--- Begin ---
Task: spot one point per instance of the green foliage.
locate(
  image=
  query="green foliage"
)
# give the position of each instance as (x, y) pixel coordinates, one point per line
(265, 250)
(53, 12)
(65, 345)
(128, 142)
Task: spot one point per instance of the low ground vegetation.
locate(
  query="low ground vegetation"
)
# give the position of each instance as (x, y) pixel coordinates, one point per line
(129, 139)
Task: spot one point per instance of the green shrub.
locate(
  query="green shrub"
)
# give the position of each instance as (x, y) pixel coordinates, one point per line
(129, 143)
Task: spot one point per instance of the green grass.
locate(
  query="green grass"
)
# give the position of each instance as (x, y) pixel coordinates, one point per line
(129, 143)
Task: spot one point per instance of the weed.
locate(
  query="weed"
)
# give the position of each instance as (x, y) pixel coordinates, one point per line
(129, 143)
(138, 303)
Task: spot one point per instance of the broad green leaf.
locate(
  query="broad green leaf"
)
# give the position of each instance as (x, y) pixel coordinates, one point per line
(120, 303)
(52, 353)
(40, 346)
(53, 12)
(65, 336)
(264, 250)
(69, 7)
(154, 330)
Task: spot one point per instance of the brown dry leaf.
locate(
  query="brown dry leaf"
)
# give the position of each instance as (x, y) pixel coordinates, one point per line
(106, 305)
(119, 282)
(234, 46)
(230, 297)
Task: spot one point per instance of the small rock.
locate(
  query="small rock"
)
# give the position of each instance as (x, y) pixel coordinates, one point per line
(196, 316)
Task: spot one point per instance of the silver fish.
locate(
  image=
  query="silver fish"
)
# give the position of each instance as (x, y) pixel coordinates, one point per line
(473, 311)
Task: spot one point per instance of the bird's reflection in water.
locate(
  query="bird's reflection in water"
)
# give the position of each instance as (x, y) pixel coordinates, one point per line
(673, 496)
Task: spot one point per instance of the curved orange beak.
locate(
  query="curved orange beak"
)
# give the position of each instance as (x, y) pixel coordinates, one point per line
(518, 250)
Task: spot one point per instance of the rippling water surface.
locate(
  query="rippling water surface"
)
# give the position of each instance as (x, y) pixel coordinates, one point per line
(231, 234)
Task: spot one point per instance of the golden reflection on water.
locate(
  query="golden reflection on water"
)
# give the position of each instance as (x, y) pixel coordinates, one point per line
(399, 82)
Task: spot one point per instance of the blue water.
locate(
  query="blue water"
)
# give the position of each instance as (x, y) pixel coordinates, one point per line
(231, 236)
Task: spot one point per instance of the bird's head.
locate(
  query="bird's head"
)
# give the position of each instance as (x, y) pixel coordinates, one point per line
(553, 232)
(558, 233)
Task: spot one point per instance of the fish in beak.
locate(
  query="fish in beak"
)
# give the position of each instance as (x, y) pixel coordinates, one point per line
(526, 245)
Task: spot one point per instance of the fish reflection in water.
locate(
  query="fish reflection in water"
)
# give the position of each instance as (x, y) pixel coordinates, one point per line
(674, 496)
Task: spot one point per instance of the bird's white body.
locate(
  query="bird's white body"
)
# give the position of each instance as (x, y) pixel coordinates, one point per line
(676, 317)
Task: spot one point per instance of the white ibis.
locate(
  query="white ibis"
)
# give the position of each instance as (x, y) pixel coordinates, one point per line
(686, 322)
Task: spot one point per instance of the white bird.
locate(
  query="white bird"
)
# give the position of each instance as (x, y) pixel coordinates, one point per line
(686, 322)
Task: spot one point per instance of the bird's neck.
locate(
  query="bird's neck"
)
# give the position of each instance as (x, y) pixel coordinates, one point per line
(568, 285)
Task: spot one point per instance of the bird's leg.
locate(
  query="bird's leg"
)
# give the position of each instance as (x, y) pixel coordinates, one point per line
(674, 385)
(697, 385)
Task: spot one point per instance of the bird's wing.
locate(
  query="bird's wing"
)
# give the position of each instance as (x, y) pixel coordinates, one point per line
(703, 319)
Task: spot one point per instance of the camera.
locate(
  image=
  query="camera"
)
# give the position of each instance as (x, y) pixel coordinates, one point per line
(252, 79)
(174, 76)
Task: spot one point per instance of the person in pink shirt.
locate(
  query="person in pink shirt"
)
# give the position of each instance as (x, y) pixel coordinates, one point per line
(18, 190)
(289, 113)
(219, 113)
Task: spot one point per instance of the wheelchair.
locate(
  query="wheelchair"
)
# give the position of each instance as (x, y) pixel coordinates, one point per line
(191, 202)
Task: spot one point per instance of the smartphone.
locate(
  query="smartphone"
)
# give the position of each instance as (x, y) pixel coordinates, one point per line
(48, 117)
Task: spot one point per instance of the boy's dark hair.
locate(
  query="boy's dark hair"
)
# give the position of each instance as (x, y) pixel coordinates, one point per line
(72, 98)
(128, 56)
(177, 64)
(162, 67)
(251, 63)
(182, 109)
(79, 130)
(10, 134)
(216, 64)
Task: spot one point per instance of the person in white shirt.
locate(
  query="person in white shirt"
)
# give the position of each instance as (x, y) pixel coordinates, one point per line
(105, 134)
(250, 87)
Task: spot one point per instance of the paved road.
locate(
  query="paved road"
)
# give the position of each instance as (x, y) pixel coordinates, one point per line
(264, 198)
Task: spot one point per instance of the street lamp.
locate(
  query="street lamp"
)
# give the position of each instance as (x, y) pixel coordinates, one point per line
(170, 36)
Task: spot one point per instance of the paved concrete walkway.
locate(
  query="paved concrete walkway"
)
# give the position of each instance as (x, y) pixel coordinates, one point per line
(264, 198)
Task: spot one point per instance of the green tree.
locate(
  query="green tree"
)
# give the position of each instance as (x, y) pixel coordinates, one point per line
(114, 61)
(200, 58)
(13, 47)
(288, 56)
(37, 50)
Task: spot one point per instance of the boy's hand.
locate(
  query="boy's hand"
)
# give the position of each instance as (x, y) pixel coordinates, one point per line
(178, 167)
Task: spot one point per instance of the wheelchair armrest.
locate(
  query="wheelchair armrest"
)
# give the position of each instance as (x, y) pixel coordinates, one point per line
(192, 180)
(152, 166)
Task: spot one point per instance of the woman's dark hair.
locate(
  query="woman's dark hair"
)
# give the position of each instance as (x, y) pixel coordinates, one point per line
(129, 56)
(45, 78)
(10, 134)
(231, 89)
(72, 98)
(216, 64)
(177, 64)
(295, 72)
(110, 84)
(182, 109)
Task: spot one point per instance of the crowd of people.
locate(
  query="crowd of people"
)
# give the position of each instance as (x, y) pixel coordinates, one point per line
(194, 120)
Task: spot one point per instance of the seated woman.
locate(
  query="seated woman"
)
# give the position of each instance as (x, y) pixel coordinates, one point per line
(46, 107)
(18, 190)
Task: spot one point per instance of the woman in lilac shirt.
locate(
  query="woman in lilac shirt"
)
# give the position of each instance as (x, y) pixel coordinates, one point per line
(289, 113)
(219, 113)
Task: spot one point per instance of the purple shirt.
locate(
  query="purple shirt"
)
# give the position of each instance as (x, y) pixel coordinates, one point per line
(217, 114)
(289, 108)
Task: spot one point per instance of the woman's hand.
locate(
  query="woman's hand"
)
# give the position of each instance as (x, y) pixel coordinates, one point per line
--- End ---
- **DESCRIPTION OF THE TASK**
Reproduce every entry above, substituting "image coordinates" for each occurrence of "pixel coordinates" and leaving everything else unchanged.

- **EXPECTED ANSWER**
Task: spot one point per instance of the green foliage.
locate(
  image=
  query="green foliage"
)
# give the position of each instance as (x, y) image coordinates, one point per line
(265, 250)
(53, 12)
(65, 345)
(128, 142)
Task: spot one point per instance of the low ground vegetation.
locate(
  query="low ground vegetation"
)
# give the position of each instance as (x, y) image coordinates, one point per line
(129, 139)
Task: spot one point per instance of the green shrub.
locate(
  query="green shrub"
)
# give the position of each instance as (x, y) image coordinates, one point per line
(129, 143)
Task: spot one point per instance of the green grass.
locate(
  query="green grass"
)
# give the position of each instance as (x, y) image coordinates, one point per line
(129, 143)
Task: spot one point per instance of the weed.
locate(
  query="weed"
)
# give the position of each instance as (x, y) image coordinates, one point per line
(129, 143)
(138, 303)
Task: spot one point per instance of the broad green leaf.
locate(
  query="broad green leaf"
)
# give the position of each instance as (x, y) image coordinates, one point per line
(120, 303)
(52, 353)
(40, 346)
(53, 12)
(65, 336)
(264, 250)
(69, 7)
(154, 330)
Task: spot one point per instance of the brown dry leaf.
locate(
  query="brown dry leaf"
)
# give the position of each instance as (x, y) image coordinates, one point per line
(106, 305)
(119, 282)
(234, 46)
(230, 297)
Task: spot one point per instance of the small rock.
locate(
  query="small rock"
)
# give the position of each instance as (x, y) image coordinates, one point per line
(196, 316)
Task: spot one point per instance of the silver fish.
locate(
  image=
  query="silver fish"
)
# give the position of each instance as (x, y) image coordinates, one point per line
(473, 311)
Task: spot one point per instance of the bird's reflection in water.
locate(
  query="bird's reflection in water"
)
# give the position of each instance as (x, y) image coordinates, one point per line
(673, 496)
Task: spot one point per instance of the curved orange beak.
locate(
  query="curved orange beak"
)
# give the position of each instance as (x, y) image coordinates, one point per line
(518, 250)
Task: spot one point per instance of the rippling water surface.
locate(
  query="rippling water surface"
)
# give the position of each instance as (x, y) image coordinates, one point per line
(231, 234)
Task: spot one point per instance of the golden reflection on water.
locate(
  query="golden reflection on water"
)
# give the position of each instance as (x, y) image coordinates, one point per line
(399, 82)
Task: spot one point per instance of the blue water.
locate(
  query="blue water"
)
# give the position of each instance as (x, y) image coordinates, one point per line
(231, 236)
Task: spot one point per instance of the bird's head.
locate(
  query="bird's head"
)
# give the position of each instance as (x, y) image coordinates, one point per line
(553, 232)
(558, 233)
Task: spot one point per instance of the fish in beak.
locate(
  query="fish in beak"
)
# give the position of each instance as (x, y) image coordinates, one point per line
(526, 245)
Task: spot one point per instance of the fish reflection in water.
locate(
  query="fish reflection in water"
)
# give the position of each instance as (x, y) image coordinates, one point per line
(674, 496)
Task: spot one point per instance of the bird's white body.
locate(
  query="bird's white body"
)
# give the position of each instance as (x, y) image coordinates, one point per line
(676, 317)
Task: spot one point per instance of the white ibis.
locate(
  query="white ibis"
)
# give the position of each instance as (x, y) image coordinates, one point per line
(686, 322)
Task: spot one point per instance of the white bird.
locate(
  query="white bird"
)
# give the position of each instance as (x, y) image coordinates, one point per line
(686, 322)
Task: spot one point per instance of the bird's neck.
locate(
  query="bird's neck"
)
# give the position of each instance as (x, y) image coordinates, one point per line
(568, 285)
Task: spot one point per instance of the bird's leg.
locate(
  query="bird's leg"
)
# give the position of each instance as (x, y) image coordinates, one point per line
(674, 385)
(697, 385)
Task: spot one point per instance of the bird's wing.
locate(
  query="bird's wing"
)
# give the position of each instance as (x, y) image coordinates, one point per line
(703, 319)
Task: spot one point per instance of the camera.
locate(
  image=
  query="camera"
)
# give the position of each instance as (x, y) image coordinates, one point per line
(252, 79)
(174, 76)
Task: spot one point per instance of the person in pink shirt.
locate(
  query="person in pink shirt"
)
# give the position of each instance as (x, y) image coordinates, one point per line
(18, 190)
(289, 113)
(219, 113)
Task: spot one point per instance of the wheelchair.
locate(
  query="wheelchair"
)
# give the position of each instance as (x, y) image coordinates, one point per line
(191, 202)
Task: spot one point per instance of the smartphone.
locate(
  query="smartphone"
)
# give the position of each instance as (x, y) image coordinates, one point per line
(48, 117)
Task: spot one point per instance of the boy's dark hair.
locate(
  query="boy's dark hair"
)
# give the position of each instance as (x, y) image coordinates, one point per line
(72, 98)
(128, 56)
(177, 64)
(162, 67)
(251, 63)
(182, 109)
(79, 130)
(10, 134)
(216, 64)
Task: spot one point per instance of the person in white shirt.
locate(
  query="person in white shirt"
)
# give the position of each instance as (x, y) image coordinates, one point per line
(105, 134)
(250, 87)
Task: spot one point per instance of the paved road.
locate(
  query="paved road"
)
# give the position of each instance as (x, y) image coordinates, one point per line
(264, 198)
Task: spot one point per instance of the street lamp.
locate(
  query="street lamp"
)
# give the position of each instance as (x, y) image coordinates, one point per line
(170, 36)
Task: spot one point per instance of the paved concrete walkway.
locate(
  query="paved concrete walkway"
)
# give the position of each instance as (x, y) image coordinates, one point per line
(264, 198)
Task: spot one point per instance of the green tree.
locate(
  query="green tree"
)
# give the position of each instance as (x, y) image coordinates, one point per line
(114, 61)
(200, 58)
(13, 47)
(288, 56)
(37, 50)
Task: spot one point per instance of the boy's hand.
locate(
  query="boy's hand"
)
# give the position of each instance as (x, y) image coordinates, one point per line
(178, 167)
Task: spot one point per instance of the wheelchair armrest.
locate(
  query="wheelchair armrest"
)
# give the position of each instance as (x, y) image coordinates, one point per line
(192, 180)
(152, 166)
Task: spot one point per instance of the woman's dark hair.
locate(
  query="woman's dark hair"
)
# give the position of each instance as (x, y) image coordinates, one point per line
(129, 56)
(45, 78)
(10, 134)
(231, 89)
(72, 98)
(216, 64)
(177, 64)
(295, 72)
(110, 84)
(182, 109)
Task: spot one point per instance of the crowd of people.
locate(
  query="crowd of people"
)
# give the position of each instance as (x, y) image coordinates, one point per line
(194, 120)
Task: spot one point per instance of the seated woman.
locate(
  query="seated woman"
)
# give the position of each instance as (x, y) image coordinates, one point per line
(46, 107)
(18, 190)
Task: spot one point per instance of the woman in lilac shirt.
locate(
  query="woman in lilac shirt"
)
# give the position of each instance as (x, y) image coordinates, one point per line
(289, 113)
(219, 113)
Task: spot one point per instance of the purple shirt.
locate(
  query="purple shirt"
)
# give the position of each instance as (x, y) image coordinates, one point per line
(217, 114)
(289, 108)
Task: spot one point per instance of the woman's hand.
locate(
  query="woman's hand"
)
# give the position of each instance as (x, y) image coordinates, one point per line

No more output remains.